-- start --

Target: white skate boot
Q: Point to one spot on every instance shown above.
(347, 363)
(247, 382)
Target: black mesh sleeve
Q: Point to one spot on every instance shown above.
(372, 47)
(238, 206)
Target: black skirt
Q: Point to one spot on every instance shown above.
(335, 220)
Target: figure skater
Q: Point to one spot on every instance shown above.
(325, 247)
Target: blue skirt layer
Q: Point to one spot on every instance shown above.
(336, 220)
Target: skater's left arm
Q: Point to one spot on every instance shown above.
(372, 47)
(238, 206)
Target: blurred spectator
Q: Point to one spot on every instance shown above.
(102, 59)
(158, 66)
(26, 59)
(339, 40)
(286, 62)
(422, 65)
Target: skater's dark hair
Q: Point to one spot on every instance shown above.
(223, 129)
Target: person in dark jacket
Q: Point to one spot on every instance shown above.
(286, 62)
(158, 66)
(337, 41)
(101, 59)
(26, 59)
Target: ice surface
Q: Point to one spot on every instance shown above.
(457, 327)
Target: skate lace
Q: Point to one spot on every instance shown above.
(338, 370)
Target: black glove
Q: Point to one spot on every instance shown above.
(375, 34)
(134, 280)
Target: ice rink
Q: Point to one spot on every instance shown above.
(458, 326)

-- end --

— Problem statement —
Copy word for word the lines starting with the one that contains "Target: ice surface" and going on through the final line of the rows above.

— Answer in full —
Target: ice surface
Q: Point to one spot on every instance shown above.
(457, 327)
Target: skate lace
Q: Point to one spot on every instance shown above.
(338, 370)
Target: black glove
Q: Point to one spot on every instance shown above.
(375, 34)
(134, 280)
Target: ice rink
Q: Point to one spot on every instance shown above.
(458, 326)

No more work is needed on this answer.